DATA FOR THIS TASK:
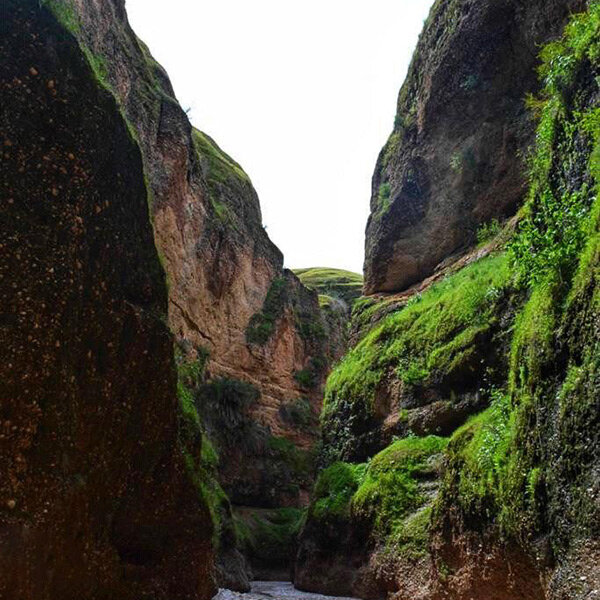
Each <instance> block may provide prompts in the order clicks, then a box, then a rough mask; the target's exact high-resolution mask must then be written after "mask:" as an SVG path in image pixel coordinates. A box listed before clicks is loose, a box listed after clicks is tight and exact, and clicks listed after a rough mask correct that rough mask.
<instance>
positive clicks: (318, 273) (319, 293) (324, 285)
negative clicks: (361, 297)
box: [294, 267, 363, 306]
mask: <svg viewBox="0 0 600 600" xmlns="http://www.w3.org/2000/svg"><path fill="white" fill-rule="evenodd" d="M294 273H295V274H296V275H297V276H298V278H299V279H300V281H301V282H302V283H303V284H304V285H305V286H306V287H308V288H310V289H311V290H316V291H317V292H318V293H319V295H320V296H329V297H332V298H335V299H339V300H343V301H344V302H345V303H346V304H348V305H349V306H351V305H352V303H353V302H354V300H356V299H357V298H359V297H360V295H361V292H362V286H363V278H362V275H359V274H358V273H352V272H351V271H344V270H343V269H328V268H324V267H309V268H307V269H295V270H294Z"/></svg>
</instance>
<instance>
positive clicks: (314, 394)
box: [73, 0, 330, 503]
mask: <svg viewBox="0 0 600 600" xmlns="http://www.w3.org/2000/svg"><path fill="white" fill-rule="evenodd" d="M73 6H75V8H76V9H77V10H76V12H77V15H78V19H79V26H78V29H77V36H78V39H79V40H80V42H81V43H82V44H83V45H84V46H85V47H86V48H88V49H89V52H90V53H91V54H92V55H93V56H94V57H96V58H95V60H96V64H97V65H98V68H99V70H100V71H101V75H102V77H103V79H104V81H105V83H106V85H107V86H108V87H110V88H111V89H112V90H113V91H114V93H115V95H116V97H117V98H118V101H119V103H120V106H121V108H122V110H123V112H124V114H125V115H126V116H127V118H128V120H129V121H130V122H131V123H132V125H133V127H134V129H135V131H136V135H137V136H138V138H139V142H140V146H141V148H142V154H143V159H144V167H145V173H146V177H147V181H148V185H149V187H150V190H151V207H152V215H153V225H154V235H155V240H156V244H157V247H158V250H159V253H160V256H161V258H162V261H163V264H164V267H165V270H166V273H167V278H168V282H169V311H168V320H169V326H170V329H171V331H172V332H173V333H174V335H175V337H176V340H177V341H178V344H179V347H180V348H181V349H182V350H183V352H184V354H186V355H187V356H188V357H189V360H190V361H194V360H196V358H197V356H198V355H203V356H204V355H206V354H208V357H209V359H208V362H207V365H206V379H207V380H209V381H210V380H214V381H215V382H217V384H218V382H220V381H221V380H231V381H236V382H243V384H245V385H250V386H252V387H253V388H254V389H255V390H256V392H257V396H256V399H255V401H254V402H253V403H252V404H251V405H249V406H248V407H247V408H248V410H249V416H250V418H251V419H252V420H253V421H255V422H256V424H257V426H259V427H261V428H263V429H266V430H268V435H272V436H275V437H277V438H285V439H287V440H289V441H291V442H293V443H294V444H296V445H297V446H298V448H299V449H300V450H308V449H309V448H310V447H311V446H312V445H313V444H314V443H315V442H316V440H317V437H318V432H317V429H316V427H314V428H312V429H304V430H298V429H297V428H296V427H295V426H294V424H293V423H290V422H288V421H286V420H285V419H283V418H282V417H281V408H282V406H283V405H284V404H286V403H289V402H293V401H297V400H301V399H307V400H308V401H309V403H310V405H311V410H312V412H313V413H314V414H315V415H317V414H318V412H319V410H320V403H321V393H320V386H321V384H322V381H323V380H324V377H325V374H326V368H327V364H328V362H329V356H330V350H329V348H328V343H327V336H326V329H325V328H326V324H325V323H324V322H323V319H322V316H321V313H320V310H319V305H318V300H317V296H316V294H315V293H313V292H309V291H308V290H306V289H305V288H304V287H303V286H302V285H301V284H300V283H299V281H298V280H297V278H296V277H295V276H294V275H293V274H292V273H291V272H288V271H285V270H284V269H283V256H282V254H281V252H280V251H279V250H278V249H277V248H276V247H275V245H274V244H273V243H272V242H271V241H270V239H269V238H268V236H267V234H266V232H265V230H264V228H263V226H262V220H261V212H260V205H259V202H258V198H257V195H256V192H255V191H254V188H253V187H252V184H251V182H250V179H249V177H248V176H247V175H246V173H245V172H244V171H243V170H242V168H241V167H240V166H239V165H238V164H237V163H236V162H235V161H234V160H233V159H232V158H231V157H229V156H228V155H227V154H226V153H225V152H223V151H222V150H221V149H220V148H219V147H218V146H217V144H216V143H215V142H214V140H212V139H211V138H210V137H209V136H208V135H206V134H204V133H202V132H200V131H198V130H196V129H194V128H192V126H191V125H190V123H189V121H188V118H187V115H186V114H185V112H184V111H183V110H182V109H181V107H180V106H179V104H178V103H177V101H176V100H175V98H174V94H173V90H172V88H171V85H170V83H169V80H168V77H167V75H166V74H165V73H164V71H163V70H162V69H161V67H160V66H159V65H158V64H157V63H156V62H155V61H154V60H153V59H152V57H151V55H150V53H149V51H148V49H147V48H146V47H145V46H144V45H143V43H142V42H141V41H139V40H138V39H137V38H136V36H135V35H134V34H133V32H132V31H131V29H130V28H129V25H128V23H127V20H126V15H125V12H124V8H123V2H121V1H119V0H112V1H110V2H96V1H93V2H85V3H83V2H75V4H74V5H73ZM201 412H202V409H201ZM217 446H218V444H217ZM217 449H219V450H223V454H224V457H223V460H222V476H223V481H224V484H225V487H226V489H227V490H228V491H230V492H233V490H234V486H231V485H229V483H230V481H231V479H232V477H233V476H230V474H229V470H230V469H234V470H235V472H236V475H235V476H236V477H237V476H238V475H239V476H242V475H244V476H246V477H249V478H251V479H255V480H257V481H259V480H260V478H261V471H262V463H261V461H262V459H263V458H266V460H268V459H269V456H268V454H267V455H266V456H265V454H264V453H263V452H261V453H260V460H258V459H256V457H254V458H253V457H252V456H253V455H252V454H242V455H240V456H238V457H237V462H236V463H235V464H233V463H231V462H230V461H229V460H228V459H227V458H226V456H225V455H226V454H227V452H228V450H227V449H226V448H222V449H220V448H217ZM300 491H301V490H300V489H298V490H297V491H296V493H295V500H294V502H296V503H298V502H300V495H301V494H300ZM275 492H276V490H275ZM263 493H264V495H265V496H267V495H269V494H270V495H273V490H269V491H267V490H265V489H262V490H261V489H260V486H259V487H258V488H257V494H255V497H256V496H260V495H261V494H263ZM284 496H285V498H286V499H285V502H289V501H290V500H289V497H288V496H289V492H286V493H285V494H284ZM234 501H235V498H234ZM282 502H283V500H282Z"/></svg>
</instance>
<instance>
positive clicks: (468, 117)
mask: <svg viewBox="0 0 600 600" xmlns="http://www.w3.org/2000/svg"><path fill="white" fill-rule="evenodd" d="M584 4H585V3H584V2H582V1H581V0H552V1H547V0H535V1H533V2H531V1H529V2H524V1H520V0H502V1H500V2H480V1H478V0H438V1H437V2H436V3H435V4H434V6H433V8H432V11H431V14H430V16H429V19H428V20H427V22H426V25H425V29H424V31H423V34H422V35H421V38H420V40H419V44H418V46H417V50H416V52H415V55H414V58H413V62H412V65H411V67H410V70H409V74H408V77H407V80H406V82H405V83H404V85H403V87H402V90H401V91H400V96H399V99H398V113H397V116H396V122H395V125H394V131H393V133H392V135H391V136H390V139H389V141H388V143H387V145H386V146H385V148H384V149H383V150H382V152H381V155H380V157H379V160H378V163H377V167H376V170H375V174H374V177H373V192H372V199H371V216H370V218H369V222H368V225H367V238H366V259H365V293H366V294H372V293H374V292H378V291H381V292H392V291H400V290H403V289H405V288H407V287H409V286H411V285H412V284H414V283H417V282H418V281H420V280H422V279H424V278H426V277H427V276H429V275H430V274H431V273H432V272H433V271H434V270H435V268H436V266H437V265H438V264H439V263H441V262H442V261H443V260H444V259H446V258H448V257H449V256H451V255H453V254H456V253H458V252H460V251H461V250H463V249H465V248H466V247H468V246H469V245H470V244H472V243H473V241H474V240H475V239H476V233H477V228H478V226H479V225H480V224H482V223H486V222H489V221H491V220H493V219H503V218H506V217H507V216H510V215H512V214H514V213H515V210H516V207H517V205H518V204H519V202H520V201H522V199H523V193H524V191H525V184H526V179H525V177H524V175H523V173H524V169H523V166H524V165H523V163H522V155H523V152H524V151H525V150H526V149H527V147H528V145H529V144H530V143H531V141H532V139H533V133H534V123H533V120H532V119H531V116H530V113H529V112H528V111H527V110H526V108H525V103H524V99H525V97H526V95H527V94H528V93H531V92H535V90H536V89H537V86H538V84H537V77H536V72H535V68H536V65H537V64H538V59H537V55H538V51H539V46H540V44H542V43H544V42H545V41H546V40H548V39H551V38H552V37H553V36H556V35H557V34H558V33H559V32H560V31H561V28H562V26H563V25H564V23H565V19H566V17H567V16H568V15H569V13H570V11H573V10H577V9H580V8H581V7H582V6H584Z"/></svg>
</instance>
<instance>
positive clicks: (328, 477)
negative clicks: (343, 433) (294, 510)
mask: <svg viewBox="0 0 600 600" xmlns="http://www.w3.org/2000/svg"><path fill="white" fill-rule="evenodd" d="M366 469H367V465H366V464H359V465H352V464H349V463H343V462H337V463H334V464H333V465H331V466H330V467H328V468H327V469H324V470H323V471H321V472H320V473H319V476H318V478H317V481H316V483H315V488H314V492H313V503H312V504H311V508H310V515H311V517H314V518H315V519H317V520H332V519H347V518H349V516H350V504H351V502H352V498H353V497H354V494H355V493H356V490H357V489H358V487H359V486H360V484H361V482H362V480H363V478H364V476H365V472H366Z"/></svg>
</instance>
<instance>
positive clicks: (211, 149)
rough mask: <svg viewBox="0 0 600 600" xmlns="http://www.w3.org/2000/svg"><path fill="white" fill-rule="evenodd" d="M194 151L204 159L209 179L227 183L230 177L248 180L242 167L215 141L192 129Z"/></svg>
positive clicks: (192, 136) (212, 181) (220, 182)
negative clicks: (193, 144)
mask: <svg viewBox="0 0 600 600" xmlns="http://www.w3.org/2000/svg"><path fill="white" fill-rule="evenodd" d="M192 137H193V140H194V145H195V147H196V152H198V155H199V156H200V158H201V160H202V161H204V163H205V165H206V168H207V177H208V179H209V181H212V182H217V183H227V182H228V181H229V179H230V178H231V177H235V178H237V179H238V180H240V181H245V182H248V181H249V179H248V175H246V173H245V172H244V170H243V169H242V167H240V165H239V164H238V163H237V162H235V160H233V158H231V156H229V155H228V154H226V153H225V152H223V150H221V148H219V146H218V145H217V143H216V142H215V141H214V140H213V139H212V138H211V137H210V136H209V135H207V134H206V133H203V132H202V131H199V130H198V129H194V130H193V132H192Z"/></svg>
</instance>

HOW TO COMPLETE THIS TASK: Answer with one number, namely how many lines of the material hold the string "negative".

THE COMPLETED TASK: 3